● **PROVIDED TEXT**:
There was a popular movie in the 90’s called “What about Bob?” where the egotistical psychotherapist, played by Richard Dreyfuss, wrote a book entitled “Baby Steps”.
The title represents a brilliantly simple idea, that in order to succeed we need to take baby steps.
And importantly, we need to take those steps with ‘baby mind’. When babies are learning to walk they aren’t thinking about themselves, only the goal.
Want this. Oops fell over.
Want this. Oops fell over.
Want this. Ahh, did it.
We continue this success pattern until we succeed in walking. And then we learn to run. Or ride a bike. Or write a book.
Somewhere along the line we learn to think about what we are doing. And our style of thinking has a big impact on what we decide to do.
Instead of the observation “oops fell over”, we learn to make judgments about the action.
Is it good, or not good enough?

● **SUPPLIED RECORDS**:

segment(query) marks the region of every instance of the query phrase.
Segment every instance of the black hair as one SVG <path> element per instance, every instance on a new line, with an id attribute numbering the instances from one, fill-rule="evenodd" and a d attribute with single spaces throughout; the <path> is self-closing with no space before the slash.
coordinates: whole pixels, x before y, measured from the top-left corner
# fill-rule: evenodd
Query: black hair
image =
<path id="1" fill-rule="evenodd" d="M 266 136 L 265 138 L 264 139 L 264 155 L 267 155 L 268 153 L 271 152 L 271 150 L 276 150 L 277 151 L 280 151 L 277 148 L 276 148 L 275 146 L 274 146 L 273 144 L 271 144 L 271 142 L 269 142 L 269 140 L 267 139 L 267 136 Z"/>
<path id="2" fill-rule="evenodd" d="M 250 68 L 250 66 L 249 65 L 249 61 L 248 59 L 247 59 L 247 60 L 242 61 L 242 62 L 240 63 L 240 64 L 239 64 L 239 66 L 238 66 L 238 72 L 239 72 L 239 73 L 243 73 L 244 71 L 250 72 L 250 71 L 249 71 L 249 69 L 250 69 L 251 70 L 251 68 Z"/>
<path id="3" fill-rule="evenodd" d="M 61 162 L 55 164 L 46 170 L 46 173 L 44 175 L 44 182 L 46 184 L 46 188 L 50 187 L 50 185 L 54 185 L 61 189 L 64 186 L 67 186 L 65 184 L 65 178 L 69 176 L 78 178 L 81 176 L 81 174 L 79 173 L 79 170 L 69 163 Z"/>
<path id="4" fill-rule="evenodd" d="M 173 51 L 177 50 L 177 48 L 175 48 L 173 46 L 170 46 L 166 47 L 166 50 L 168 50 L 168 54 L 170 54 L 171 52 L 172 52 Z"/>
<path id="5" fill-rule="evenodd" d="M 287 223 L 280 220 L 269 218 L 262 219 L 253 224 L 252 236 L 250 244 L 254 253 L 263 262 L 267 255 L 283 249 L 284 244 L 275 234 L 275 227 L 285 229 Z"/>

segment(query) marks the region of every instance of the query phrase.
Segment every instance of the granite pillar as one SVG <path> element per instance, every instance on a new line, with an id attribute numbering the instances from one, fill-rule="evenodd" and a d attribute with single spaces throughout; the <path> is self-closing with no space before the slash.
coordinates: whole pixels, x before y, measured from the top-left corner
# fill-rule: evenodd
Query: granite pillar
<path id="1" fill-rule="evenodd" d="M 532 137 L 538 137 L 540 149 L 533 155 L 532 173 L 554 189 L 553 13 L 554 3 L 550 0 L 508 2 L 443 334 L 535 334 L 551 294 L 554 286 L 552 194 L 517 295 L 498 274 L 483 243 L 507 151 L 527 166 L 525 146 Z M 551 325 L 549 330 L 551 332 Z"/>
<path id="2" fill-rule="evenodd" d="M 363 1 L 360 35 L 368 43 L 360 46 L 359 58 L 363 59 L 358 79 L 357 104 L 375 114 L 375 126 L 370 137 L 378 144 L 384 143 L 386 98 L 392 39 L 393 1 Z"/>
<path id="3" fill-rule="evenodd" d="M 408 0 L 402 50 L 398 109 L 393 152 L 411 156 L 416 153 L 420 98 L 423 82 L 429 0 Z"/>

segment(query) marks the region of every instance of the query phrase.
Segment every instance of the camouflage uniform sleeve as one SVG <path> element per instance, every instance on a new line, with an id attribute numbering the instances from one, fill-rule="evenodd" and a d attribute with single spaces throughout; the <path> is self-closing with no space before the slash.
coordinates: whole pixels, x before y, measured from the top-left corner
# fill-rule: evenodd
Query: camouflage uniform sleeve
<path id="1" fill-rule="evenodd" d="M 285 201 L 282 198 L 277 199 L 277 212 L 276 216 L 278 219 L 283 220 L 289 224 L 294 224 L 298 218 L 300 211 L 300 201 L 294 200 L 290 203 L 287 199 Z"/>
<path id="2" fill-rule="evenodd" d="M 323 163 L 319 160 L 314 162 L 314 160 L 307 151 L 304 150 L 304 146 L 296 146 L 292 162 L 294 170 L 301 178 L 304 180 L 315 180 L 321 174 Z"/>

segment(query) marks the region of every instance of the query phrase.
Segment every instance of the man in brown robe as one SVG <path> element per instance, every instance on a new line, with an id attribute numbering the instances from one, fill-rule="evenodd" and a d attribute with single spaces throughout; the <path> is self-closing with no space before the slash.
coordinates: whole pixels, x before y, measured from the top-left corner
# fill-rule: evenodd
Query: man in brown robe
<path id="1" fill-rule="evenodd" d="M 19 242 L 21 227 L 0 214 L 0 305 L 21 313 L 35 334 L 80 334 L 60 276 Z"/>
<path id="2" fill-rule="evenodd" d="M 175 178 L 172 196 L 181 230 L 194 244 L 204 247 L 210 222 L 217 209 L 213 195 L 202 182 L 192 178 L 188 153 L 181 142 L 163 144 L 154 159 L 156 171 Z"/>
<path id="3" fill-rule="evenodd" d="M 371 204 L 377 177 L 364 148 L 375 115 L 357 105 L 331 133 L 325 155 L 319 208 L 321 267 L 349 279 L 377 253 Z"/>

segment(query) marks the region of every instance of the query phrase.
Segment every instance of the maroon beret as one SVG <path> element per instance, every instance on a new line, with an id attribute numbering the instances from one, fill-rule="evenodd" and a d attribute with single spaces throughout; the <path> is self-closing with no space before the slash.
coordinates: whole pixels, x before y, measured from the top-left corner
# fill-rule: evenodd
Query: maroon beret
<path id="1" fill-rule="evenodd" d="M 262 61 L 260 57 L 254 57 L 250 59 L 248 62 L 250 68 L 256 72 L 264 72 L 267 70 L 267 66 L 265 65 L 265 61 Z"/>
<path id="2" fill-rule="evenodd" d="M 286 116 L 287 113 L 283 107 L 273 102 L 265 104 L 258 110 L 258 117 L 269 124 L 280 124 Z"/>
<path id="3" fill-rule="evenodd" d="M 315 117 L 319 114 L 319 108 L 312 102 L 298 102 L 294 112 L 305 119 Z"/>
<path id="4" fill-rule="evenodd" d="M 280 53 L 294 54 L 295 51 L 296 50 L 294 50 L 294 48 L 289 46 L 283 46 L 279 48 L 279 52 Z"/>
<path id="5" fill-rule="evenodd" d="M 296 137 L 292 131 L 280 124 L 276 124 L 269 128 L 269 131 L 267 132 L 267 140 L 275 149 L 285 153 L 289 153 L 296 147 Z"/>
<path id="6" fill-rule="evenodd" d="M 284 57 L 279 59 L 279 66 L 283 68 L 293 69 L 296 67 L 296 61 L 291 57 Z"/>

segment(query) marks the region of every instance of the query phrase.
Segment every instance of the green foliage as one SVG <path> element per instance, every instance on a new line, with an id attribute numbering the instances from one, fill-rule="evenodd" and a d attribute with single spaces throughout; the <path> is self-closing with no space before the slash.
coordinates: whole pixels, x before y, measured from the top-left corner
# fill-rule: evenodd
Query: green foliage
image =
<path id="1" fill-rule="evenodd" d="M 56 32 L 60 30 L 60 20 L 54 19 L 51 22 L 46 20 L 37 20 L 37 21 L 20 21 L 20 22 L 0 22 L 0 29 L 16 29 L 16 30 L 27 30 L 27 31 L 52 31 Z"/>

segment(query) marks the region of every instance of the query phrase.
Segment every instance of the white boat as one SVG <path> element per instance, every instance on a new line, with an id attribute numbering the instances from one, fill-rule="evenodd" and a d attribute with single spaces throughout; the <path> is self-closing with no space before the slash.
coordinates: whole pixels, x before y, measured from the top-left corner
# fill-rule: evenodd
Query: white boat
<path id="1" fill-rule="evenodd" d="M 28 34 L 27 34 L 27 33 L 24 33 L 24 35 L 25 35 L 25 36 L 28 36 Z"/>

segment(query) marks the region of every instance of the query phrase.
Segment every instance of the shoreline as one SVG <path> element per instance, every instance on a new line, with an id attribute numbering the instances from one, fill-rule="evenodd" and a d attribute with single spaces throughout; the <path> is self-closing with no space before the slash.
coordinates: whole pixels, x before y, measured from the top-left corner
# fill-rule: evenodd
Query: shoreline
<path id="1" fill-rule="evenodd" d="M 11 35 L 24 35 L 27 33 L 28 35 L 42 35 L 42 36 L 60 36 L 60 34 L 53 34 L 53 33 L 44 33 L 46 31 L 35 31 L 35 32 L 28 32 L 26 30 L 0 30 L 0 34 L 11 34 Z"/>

● **TASK SET**:
[1] Answer these questions about the passage on baby steps:
(a) Who played the psychotherapist in "What about Bob?"
(b) When babies are learning to walk, what are they thinking about?
(c) Instead of the observation "oops fell over," what do we learn to make?
[2] Copy the part of the passage on baby steps that starts with "There was a" and goes on through "take baby steps.".

● **ANSWERS BELOW**:
[1]
(a) Richard Dreyfuss.
(b) They are thinking only about the goal, not about themselves.
(c) We learn to make judgments about the action.

[2]
There was a popular movie in the 90’s called “What about Bob?” where the egotistical psychotherapist, played by Richard Dreyfuss, wrote a book entitled “Baby Steps”.
The title represents a brilliantly simple idea, that in order to succeed we need to take baby steps.